◆ THE TASK
Copy every line of the data below character for character.

◆ Coordinate annotation data

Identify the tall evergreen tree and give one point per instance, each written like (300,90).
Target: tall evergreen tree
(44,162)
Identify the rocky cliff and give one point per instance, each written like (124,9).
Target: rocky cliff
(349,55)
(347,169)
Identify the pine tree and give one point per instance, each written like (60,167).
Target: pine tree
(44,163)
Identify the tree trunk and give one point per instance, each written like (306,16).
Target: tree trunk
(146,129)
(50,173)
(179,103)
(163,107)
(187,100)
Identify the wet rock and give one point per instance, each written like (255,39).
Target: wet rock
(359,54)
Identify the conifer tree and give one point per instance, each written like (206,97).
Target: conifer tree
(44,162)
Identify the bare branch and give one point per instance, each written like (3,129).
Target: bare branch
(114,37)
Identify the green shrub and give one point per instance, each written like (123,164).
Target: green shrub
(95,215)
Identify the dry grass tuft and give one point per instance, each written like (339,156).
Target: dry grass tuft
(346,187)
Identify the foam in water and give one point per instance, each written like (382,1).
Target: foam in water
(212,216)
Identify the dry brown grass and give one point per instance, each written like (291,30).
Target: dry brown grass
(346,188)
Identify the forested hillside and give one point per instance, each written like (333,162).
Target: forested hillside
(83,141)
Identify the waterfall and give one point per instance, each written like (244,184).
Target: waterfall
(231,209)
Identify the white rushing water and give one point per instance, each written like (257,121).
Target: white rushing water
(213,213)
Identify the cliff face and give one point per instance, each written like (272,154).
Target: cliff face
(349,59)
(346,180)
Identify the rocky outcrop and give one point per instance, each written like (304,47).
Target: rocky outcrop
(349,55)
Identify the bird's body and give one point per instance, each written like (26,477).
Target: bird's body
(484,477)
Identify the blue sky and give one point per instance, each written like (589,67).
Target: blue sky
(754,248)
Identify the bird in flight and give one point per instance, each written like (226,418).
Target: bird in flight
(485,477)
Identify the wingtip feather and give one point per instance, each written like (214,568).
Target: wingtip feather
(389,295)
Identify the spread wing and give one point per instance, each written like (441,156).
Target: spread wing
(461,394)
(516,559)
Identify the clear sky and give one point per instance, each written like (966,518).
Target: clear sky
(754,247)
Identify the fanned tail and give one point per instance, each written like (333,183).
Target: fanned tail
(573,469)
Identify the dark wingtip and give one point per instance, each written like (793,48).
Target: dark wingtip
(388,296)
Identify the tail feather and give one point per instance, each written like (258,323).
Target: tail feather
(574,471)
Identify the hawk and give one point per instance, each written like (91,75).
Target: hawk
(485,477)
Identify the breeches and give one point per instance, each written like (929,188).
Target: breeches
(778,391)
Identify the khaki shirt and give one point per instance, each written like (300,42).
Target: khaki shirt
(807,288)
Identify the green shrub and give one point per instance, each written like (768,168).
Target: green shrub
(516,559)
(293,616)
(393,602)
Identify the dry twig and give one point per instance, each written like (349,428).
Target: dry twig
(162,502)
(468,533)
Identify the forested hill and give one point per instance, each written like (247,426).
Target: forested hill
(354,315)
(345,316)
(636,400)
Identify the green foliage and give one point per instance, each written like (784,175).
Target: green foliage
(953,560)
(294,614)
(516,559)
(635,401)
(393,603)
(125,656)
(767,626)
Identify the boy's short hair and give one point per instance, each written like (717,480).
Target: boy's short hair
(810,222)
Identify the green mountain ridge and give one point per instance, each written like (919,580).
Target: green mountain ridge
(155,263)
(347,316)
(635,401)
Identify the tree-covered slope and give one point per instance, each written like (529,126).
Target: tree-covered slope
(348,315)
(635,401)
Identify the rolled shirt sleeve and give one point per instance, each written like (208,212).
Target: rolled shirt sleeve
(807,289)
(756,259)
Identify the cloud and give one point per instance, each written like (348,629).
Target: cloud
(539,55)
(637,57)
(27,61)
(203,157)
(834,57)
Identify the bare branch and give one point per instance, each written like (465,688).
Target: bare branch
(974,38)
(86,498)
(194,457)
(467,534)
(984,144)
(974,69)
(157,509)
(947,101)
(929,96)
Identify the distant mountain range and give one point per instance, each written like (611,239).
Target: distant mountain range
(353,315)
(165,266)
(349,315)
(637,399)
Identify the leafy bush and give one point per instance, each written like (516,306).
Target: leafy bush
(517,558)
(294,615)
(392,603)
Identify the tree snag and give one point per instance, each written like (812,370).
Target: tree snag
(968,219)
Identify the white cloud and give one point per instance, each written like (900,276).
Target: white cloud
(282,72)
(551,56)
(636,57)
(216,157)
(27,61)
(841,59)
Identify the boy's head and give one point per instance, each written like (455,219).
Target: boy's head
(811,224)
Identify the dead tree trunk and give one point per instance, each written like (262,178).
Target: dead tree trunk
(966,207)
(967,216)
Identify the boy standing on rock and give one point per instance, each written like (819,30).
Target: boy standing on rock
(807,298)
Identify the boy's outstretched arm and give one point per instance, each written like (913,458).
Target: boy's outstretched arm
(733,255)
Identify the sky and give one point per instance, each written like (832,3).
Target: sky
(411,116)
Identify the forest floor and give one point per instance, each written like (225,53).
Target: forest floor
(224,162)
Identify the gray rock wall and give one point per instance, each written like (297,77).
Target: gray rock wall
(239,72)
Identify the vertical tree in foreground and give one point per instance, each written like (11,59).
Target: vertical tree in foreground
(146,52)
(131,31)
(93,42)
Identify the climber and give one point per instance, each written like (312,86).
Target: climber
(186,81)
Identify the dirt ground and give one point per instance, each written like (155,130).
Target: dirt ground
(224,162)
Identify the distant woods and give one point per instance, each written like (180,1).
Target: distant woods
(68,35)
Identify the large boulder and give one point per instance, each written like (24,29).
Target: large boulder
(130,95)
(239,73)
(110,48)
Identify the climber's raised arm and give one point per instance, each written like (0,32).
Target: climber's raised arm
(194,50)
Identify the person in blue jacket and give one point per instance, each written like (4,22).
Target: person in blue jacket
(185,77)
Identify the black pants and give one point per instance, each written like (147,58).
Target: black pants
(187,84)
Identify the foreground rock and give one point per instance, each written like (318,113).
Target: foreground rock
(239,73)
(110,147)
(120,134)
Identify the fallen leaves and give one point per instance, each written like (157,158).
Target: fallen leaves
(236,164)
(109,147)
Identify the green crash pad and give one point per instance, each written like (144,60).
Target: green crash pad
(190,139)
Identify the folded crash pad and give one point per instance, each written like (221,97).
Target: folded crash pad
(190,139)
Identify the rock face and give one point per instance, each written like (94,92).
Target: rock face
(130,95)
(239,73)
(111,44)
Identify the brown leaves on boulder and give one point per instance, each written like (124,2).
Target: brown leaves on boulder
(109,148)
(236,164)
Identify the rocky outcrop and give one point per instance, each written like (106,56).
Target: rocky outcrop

◆ FINAL RESULT
Identify the tall evergreen tree and give one point per instance, each written like (300,90).
Target: tall evergreen tree
(44,162)
Identify the rocky cliff and give one point per instance, each written like (124,9).
Target: rocky cliff
(349,55)
(347,169)
Identify the pine tree and give one point per instance, each written like (60,167).
Target: pine tree
(44,163)
Identify the tree trunk and give one point per instance, each written like (306,16).
Target: tree trunk
(146,129)
(50,173)
(179,103)
(163,107)
(187,100)
Identify the wet rock and give one point per instance, each written like (255,39).
Target: wet rock
(359,54)
Identify the conifer tree and give one point per instance, each written like (206,97).
Target: conifer tree
(44,162)
Identify the bare branch and give one point per instance, each written like (3,129).
Target: bare branch
(114,37)
Identify the green shrub and give one point per instance, each written like (123,164).
Target: green shrub
(95,215)
Identify the dry grass tuft and give one point per instance, each written like (339,156).
Target: dry grass tuft
(346,187)
Identify the foam in water and give one point per instance, each written like (382,1).
Target: foam in water
(212,216)
Identify the dry brown grass and give one point per instance, each written like (291,30).
Target: dry brown grass
(346,188)
Identify the forested hillside and give one point per instance, each written like (333,162).
Target: forested hillside
(83,141)
Identify the waterfall and give one point per instance, each written like (244,184).
Target: waterfall
(231,209)
Identify the white rushing water and give one point per instance, each written like (257,121).
Target: white rushing water
(213,213)
Identify the cliff face and give one point per instance, each written like (272,154).
Target: cliff face
(349,59)
(346,180)
Identify the rocky outcrop and give one point per instance, each written like (304,47).
Target: rocky outcrop
(349,55)
Identify the bird's body and give one point per instance, each written like (26,477).
Target: bird's body
(484,477)
Identify the blue sky and give one point per instance, each written like (589,67).
Target: blue sky
(754,248)
Identify the bird in flight and give one point per instance, each written like (226,418).
Target: bird in flight
(485,477)
Identify the wingtip feather and give one point per instance, each written like (214,568).
Target: wingtip feather
(389,295)
Identify the spread wing and give one point per instance, each written like (441,156).
Target: spread wing
(461,394)
(516,559)
Identify the clear sky and give one point per instance, each written like (966,518).
Target: clear sky
(754,247)
Identify the fanned tail and give one point per instance, each written like (333,183).
Target: fanned tail
(573,469)
Identify the dark wingtip and give one point per instance, each written like (793,48).
Target: dark wingtip
(388,296)
Identify the tail feather and give one point per instance, each written like (258,323).
Target: tail feather
(574,471)
Identify the hawk and give one point per instance, each written like (91,75).
Target: hawk
(485,477)
Identify the breeches and give one point per instance, each written like (929,188).
Target: breeches
(778,391)
Identify the khaki shirt and give one point per instance, each written like (300,42).
Target: khaki shirt
(807,288)
Identify the green shrub and give one point per instance, each written like (768,168).
Target: green shrub
(516,559)
(293,616)
(393,602)
Identify the dry twig and give one point per instance, each written like (349,428).
Target: dry twig
(162,502)
(468,533)
Identify the forested hill and give one point per instance, each written like (247,426).
Target: forested hill
(354,315)
(345,316)
(636,400)
Identify the green foliage and give one point per instance, each written like (784,175).
Target: green foliage
(953,560)
(294,614)
(516,559)
(635,401)
(393,603)
(125,656)
(767,626)
Identify the boy's short hair and give one point per instance, each written like (717,480).
Target: boy's short hair
(810,222)
Identify the green mountain ridge and give one point per instance, each written like (919,580).
Target: green mountain ridge
(155,263)
(347,316)
(635,401)
Identify the tree-covered slope and give one point per instance, each written like (529,126).
Target: tree-covered slope
(348,315)
(635,401)
Identify the rolled shirt sleeve and give one point per instance, each written like (208,212).
Target: rolled shirt sleeve
(807,289)
(756,259)
Identify the cloud and give one point per instance, each written like (348,629).
Target: cloud
(539,55)
(637,57)
(27,61)
(203,157)
(834,57)
Identify the bare branch and give one point per instance, each written like (465,688).
Target: bare branch
(974,38)
(86,498)
(194,457)
(467,534)
(984,144)
(974,69)
(157,509)
(947,101)
(929,96)
Identify the distant mountain range and give one point per instance, each written like (611,239).
Target: distant mountain range
(353,315)
(165,266)
(349,315)
(637,399)
Identify the leafy bush and give one point per instance, each written like (516,306).
Target: leafy bush
(517,558)
(294,615)
(392,603)
Identify the tree snag and give one point per instance, each written like (812,370).
Target: tree snag
(968,219)
Identify the white cloud and give one point per instance, each written like (900,276).
Target: white cloud
(282,72)
(551,56)
(636,57)
(216,157)
(27,61)
(841,59)
Identify the boy's head and give one point per instance, each written like (455,219).
Target: boy's head
(811,224)
Identify the dead tree trunk and give one point per instance, each written like (262,178).
Target: dead tree trunk
(966,207)
(967,216)
Identify the boy standing on rock and give one point per instance, each written like (819,30).
Target: boy standing on rock
(807,298)
Identify the boy's outstretched arm and give one point per instance, each written like (913,458).
Target: boy's outstretched arm
(733,255)
Identify the sky and give one point per instance, each written like (832,3).
Target: sky
(411,116)
Identify the forest floor and give one point per instance, each written like (225,53).
Target: forest floor
(224,162)
Identify the gray rock wall and give one point per instance, each written like (297,77).
Target: gray rock wall
(239,72)
Identify the vertical tree in foreground and give one point per instance, each written like (11,59).
Target: vertical tree in foreground
(146,52)
(131,31)
(93,42)
Identify the climber and give one point per instance, each written like (312,86).
Target: climber
(186,81)
Identify the dirt ground and give one point per instance, each written like (155,130).
Target: dirt ground
(224,162)
Identify the distant woods and give one point per instance, each written like (180,1).
Target: distant woods
(68,35)
Identify the large boulder and give one point per instance, each written like (24,29).
Target: large boulder
(130,95)
(239,73)
(110,48)
Identify the climber's raised arm and give one point per instance, each written like (0,32).
Target: climber's raised arm
(194,50)
Identify the person in blue jacket and give one point per instance, each written like (4,22).
Target: person in blue jacket
(185,77)
Identify the black pants and give one point per instance, each written like (147,58).
Target: black pants
(187,84)
Identify the foreground rock and give one point per instance, each written like (318,113).
Target: foreground rock
(239,73)
(110,147)
(120,134)
Identify the fallen leaves and give one point per instance, each written like (157,158).
Target: fallen leaves
(236,164)
(109,147)
Identify the green crash pad and give one point per instance, each written like (144,60).
Target: green crash pad
(190,139)
Identify the folded crash pad and give one point per instance, each written like (221,97).
Target: folded crash pad
(190,139)
Identify the rock face and give one point per instance, each written like (94,92).
Target: rock face
(130,95)
(239,73)
(111,44)
Identify the brown leaves on boulder and give one point per instance, each written like (124,2).
Target: brown leaves on boulder
(109,148)
(236,164)
Identify the rocky outcrop and give one point per instance, each written like (106,56).
Target: rocky outcrop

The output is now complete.